* _Set task_: Pick out every line in the listing below that contains the string "pine", copying each one in full. Matches must agree in case.

Entries from a pointing dataset:
▬▬▬▬▬▬

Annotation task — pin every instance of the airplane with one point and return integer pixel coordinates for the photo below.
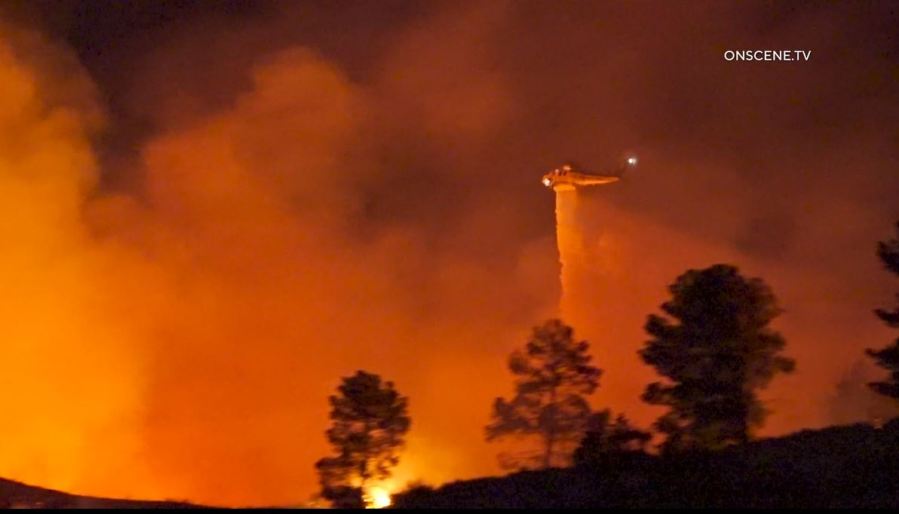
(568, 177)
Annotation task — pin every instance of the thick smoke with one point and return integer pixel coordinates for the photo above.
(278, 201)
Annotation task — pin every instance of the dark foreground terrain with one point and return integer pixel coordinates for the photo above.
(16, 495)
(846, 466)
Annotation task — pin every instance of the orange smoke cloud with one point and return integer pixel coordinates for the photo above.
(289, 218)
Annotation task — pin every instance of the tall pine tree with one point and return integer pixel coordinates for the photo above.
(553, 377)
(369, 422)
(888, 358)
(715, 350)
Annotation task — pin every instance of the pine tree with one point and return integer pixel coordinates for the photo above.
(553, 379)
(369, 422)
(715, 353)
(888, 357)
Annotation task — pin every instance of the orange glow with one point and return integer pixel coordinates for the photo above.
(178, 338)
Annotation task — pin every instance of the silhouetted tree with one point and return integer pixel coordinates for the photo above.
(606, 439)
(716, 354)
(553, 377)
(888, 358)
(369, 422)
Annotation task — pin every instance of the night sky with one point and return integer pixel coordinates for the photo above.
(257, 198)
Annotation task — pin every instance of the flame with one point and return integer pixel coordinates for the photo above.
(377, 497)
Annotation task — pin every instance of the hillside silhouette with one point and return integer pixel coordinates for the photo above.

▬▬▬▬▬▬

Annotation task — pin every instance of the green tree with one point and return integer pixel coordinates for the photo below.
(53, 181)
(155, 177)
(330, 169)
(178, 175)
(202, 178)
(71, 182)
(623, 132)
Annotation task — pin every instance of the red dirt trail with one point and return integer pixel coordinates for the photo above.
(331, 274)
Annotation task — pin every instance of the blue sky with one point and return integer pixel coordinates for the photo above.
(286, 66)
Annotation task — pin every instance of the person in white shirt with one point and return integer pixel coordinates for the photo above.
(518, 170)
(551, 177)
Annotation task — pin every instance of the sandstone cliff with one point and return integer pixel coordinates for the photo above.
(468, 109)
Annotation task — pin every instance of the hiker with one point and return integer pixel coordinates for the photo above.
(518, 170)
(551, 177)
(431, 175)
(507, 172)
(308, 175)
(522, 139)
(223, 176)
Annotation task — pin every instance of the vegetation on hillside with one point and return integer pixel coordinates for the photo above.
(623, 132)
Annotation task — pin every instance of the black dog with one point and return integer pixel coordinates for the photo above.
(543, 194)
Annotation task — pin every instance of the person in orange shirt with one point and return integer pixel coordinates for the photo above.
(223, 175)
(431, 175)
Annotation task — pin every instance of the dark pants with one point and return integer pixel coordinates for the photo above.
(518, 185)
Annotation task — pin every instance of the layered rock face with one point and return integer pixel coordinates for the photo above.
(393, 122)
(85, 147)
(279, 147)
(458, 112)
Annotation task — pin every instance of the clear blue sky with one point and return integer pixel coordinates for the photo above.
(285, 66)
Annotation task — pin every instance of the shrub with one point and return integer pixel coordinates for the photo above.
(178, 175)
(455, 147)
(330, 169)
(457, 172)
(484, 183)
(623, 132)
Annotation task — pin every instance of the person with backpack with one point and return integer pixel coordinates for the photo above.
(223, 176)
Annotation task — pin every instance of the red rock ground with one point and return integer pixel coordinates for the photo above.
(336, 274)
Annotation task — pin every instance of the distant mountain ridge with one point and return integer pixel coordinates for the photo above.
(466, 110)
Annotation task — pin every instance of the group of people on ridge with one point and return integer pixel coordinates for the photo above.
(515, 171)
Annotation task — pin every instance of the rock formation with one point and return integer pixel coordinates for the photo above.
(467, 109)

▬▬▬▬▬▬

* _Answer to this exercise_:
Annotation task — pin every instance of the tall pine tree with one point and return integer pixel coordinates for the photo above.
Annotation task — pin every instance of the pine tree with one point and return integer pixel coordinates for the photo above.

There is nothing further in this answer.